[SET OF TASKS]
- 1) From the report on the cost of the Dutch drugs trade, list every wrongdoing that the 2019 police corruption investigations found.
- 2) In the report on the cost of the Dutch drugs trade, switch "money laundering" to "tax fraud" and write out the part between "Analysis of social" and "made from drugs.", inclusive.

BEGIN QUOTED PASSAGE

The Dutch government has given parliamentarians an extraordinary warts-and-all assessment of the cost of the gangland drugs industry to society, estimating that it drains up to €4.1 billion from the exchequer every year – and puts about €16 billion in “black money” into circulation.
After six months of a caretaker government and an as-you-were budget on Tuesday, the long-awaited figures delivered by justice minister Ferd Grapperhaus were the highlight of a day usually dominated by the king's opening of parliament and political spending priorities for the year ahead.
Drawn up by the department of justice in response to warnings that organised crime gangs have been turning the Netherlands into "a narco state", the figures circulated to MPs and senators put the cumulative cost of drugs, where they impact on society, at between €3.2 and €4.1 billion a year.
Vicious gangs
Predictably, the largest element of that overall bill is policing, which costs between €1.1 and €1.6 billion – although police unions admit they are being outmanoeuvred by increasingly vicious international gangs who launder money through shops, restaurants and a booming property market.
The research shows that 20 per cent of those jailed have links to drugs, and so the administration of justice and running jails add up to perhaps as much as another billion euro – at between €170 million and €270 million for the former and between €400 million and €700 million for the latter.
At the same time, the cost at the Dutch medical system of treating drug addiction is another €250 million every year.
Analysis of social welfare costs shows that some 5 per cent of all unemployment benefits are drug-related, at a cost of €320 million a year. The same figure of 5 per cent also applies to disability insurance, at a cost of €200 million.
Criminal careers
The costs to the economy are also considerable, put at some €600 million: about €550 million a year to combat money laundering – and, most poignantly, the loss of an estimated €47 million a year for the economic cost of young people who leave school early for a criminal career.
What is not included in the report is the cost of police corruption, which is becoming an ever-bigger problem given the scale of the earnings made from drugs.
Dozens of officers were suspended or dismissed from the force in 2019 following investigations into corruption at all levels, which found breaches of official secretary, dereliction of duty, fraud, tampering with computers, and misusing information from police computers.
The findings were described at the time as “the tip of the iceberg”.
"Criminals approach officers by stealth and apply pressure; it happens at every level," said Jan Struijs of the police union, NPD. "Realistically, in today's world, officers need training to handle it."

END QUOTED PASSAGE
BEGIN RECORD EXTRACTS

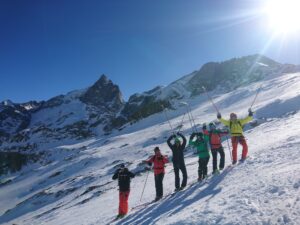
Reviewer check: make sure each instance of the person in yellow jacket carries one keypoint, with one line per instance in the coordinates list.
(236, 130)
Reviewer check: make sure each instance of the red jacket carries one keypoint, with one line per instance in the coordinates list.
(159, 163)
(215, 138)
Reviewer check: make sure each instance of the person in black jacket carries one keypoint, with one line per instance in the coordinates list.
(178, 159)
(123, 175)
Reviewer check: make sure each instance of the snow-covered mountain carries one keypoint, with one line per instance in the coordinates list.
(70, 182)
(101, 109)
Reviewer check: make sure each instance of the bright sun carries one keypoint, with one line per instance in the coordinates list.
(284, 15)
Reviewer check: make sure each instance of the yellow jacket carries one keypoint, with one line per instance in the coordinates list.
(236, 127)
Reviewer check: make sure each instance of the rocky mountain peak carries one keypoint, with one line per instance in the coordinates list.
(103, 92)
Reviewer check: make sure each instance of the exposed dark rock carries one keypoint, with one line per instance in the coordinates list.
(104, 93)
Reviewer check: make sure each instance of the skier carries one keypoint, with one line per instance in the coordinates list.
(123, 175)
(236, 130)
(159, 162)
(215, 145)
(178, 159)
(201, 143)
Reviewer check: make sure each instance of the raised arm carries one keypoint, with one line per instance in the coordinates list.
(183, 138)
(131, 175)
(116, 175)
(169, 141)
(246, 120)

END RECORD EXTRACTS

[SET OF ANSWERS]
- 1)
- breaches of official secretary
- dereliction of duty
- fraud
- tampering with computers
- misusing information from police computers

- 2)
Analysis of social welfare costs shows that some 5 per cent of all unemployment benefits are drug-related, at a cost of €320 million a year. The same figure of 5 per cent also applies to disability insurance, at a cost of €200 million.
Criminal careers
The costs to the economy are also considerable, put at some €600 million: about €550 million a year to combat tax fraud – and, most poignantly, the loss of an estimated €47 million a year for the economic cost of young people who leave school early for a criminal career.
What is not included in the report is the cost of police corruption, which is becoming an ever-bigger problem given the scale of the earnings made from drugs.